──────── Data provided

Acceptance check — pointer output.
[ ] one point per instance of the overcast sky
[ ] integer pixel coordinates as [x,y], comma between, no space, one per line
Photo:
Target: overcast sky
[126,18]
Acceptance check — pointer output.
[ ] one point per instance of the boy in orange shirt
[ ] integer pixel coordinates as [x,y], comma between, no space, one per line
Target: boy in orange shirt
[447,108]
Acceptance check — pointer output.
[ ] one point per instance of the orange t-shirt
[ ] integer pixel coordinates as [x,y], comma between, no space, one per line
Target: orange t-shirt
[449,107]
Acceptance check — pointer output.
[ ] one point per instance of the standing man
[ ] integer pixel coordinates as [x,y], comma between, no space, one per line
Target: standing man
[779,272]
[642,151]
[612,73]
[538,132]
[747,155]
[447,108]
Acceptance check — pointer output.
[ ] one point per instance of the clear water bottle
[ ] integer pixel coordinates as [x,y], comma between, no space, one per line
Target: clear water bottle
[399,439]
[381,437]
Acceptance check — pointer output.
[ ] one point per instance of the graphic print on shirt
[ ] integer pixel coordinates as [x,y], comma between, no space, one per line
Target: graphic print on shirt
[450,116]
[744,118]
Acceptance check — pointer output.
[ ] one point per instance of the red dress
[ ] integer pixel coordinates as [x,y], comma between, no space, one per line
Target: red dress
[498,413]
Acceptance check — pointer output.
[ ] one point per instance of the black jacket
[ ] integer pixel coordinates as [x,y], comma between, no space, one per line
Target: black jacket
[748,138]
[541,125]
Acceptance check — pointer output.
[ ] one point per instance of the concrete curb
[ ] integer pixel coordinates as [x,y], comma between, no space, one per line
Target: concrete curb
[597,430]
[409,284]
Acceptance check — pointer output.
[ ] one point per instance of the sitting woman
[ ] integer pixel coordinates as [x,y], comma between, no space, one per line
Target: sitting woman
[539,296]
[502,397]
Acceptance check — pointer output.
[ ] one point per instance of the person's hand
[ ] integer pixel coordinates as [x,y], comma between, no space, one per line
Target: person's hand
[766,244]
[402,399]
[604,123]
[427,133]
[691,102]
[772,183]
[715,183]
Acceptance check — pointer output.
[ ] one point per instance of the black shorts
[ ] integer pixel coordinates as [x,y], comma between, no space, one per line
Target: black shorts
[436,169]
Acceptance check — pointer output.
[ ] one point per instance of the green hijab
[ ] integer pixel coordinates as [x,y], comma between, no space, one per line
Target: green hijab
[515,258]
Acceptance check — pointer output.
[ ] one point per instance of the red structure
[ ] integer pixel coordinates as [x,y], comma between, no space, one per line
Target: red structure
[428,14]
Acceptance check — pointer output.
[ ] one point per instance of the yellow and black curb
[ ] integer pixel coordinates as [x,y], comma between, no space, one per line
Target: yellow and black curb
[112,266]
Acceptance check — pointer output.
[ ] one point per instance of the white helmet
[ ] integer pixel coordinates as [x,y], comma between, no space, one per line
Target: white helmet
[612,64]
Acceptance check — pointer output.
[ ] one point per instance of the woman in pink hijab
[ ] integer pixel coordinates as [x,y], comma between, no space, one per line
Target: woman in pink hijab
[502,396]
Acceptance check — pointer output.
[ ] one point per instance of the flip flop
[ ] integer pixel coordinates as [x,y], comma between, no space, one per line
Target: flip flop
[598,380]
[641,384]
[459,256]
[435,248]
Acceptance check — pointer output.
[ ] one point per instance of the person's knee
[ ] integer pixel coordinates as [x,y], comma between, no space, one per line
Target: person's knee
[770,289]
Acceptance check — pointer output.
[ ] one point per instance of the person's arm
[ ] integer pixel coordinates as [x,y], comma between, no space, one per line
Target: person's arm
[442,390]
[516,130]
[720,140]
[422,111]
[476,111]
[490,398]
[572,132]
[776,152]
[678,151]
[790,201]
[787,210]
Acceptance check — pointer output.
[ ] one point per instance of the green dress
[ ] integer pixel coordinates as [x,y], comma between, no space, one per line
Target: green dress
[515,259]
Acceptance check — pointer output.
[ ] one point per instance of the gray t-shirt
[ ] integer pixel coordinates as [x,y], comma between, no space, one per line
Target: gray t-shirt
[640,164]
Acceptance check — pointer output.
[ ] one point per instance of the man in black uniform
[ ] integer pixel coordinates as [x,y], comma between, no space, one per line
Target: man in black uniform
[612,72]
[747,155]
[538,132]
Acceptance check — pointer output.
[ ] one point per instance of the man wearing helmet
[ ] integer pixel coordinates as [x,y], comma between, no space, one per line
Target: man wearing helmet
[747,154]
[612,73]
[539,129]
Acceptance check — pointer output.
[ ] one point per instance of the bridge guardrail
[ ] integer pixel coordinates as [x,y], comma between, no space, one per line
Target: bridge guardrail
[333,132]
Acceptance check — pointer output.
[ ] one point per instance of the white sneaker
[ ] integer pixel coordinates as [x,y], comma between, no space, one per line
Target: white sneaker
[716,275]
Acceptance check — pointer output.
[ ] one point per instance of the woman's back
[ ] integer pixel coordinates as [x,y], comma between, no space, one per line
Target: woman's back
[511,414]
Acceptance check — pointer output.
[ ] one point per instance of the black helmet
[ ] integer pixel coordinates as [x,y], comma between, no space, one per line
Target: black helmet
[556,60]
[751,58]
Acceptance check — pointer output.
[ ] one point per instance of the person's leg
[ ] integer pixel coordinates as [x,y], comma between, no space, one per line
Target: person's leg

────────────────

*Stated exercise*: Return every line of the records that contains the string "black". Case counts, so match capital and lowercase letters as given.

*Answer for the task*:
[ ] one point per instance of the black jacket
Target: black jacket
[ ] one point per instance of the black shorts
Target: black shorts
[ ] one point per instance of the yellow and black curb
Target: yellow and black curb
[ ] one point per instance of the man in black uniform
Target: man in black uniform
[ ] one point per instance of the black helmet
Target: black helmet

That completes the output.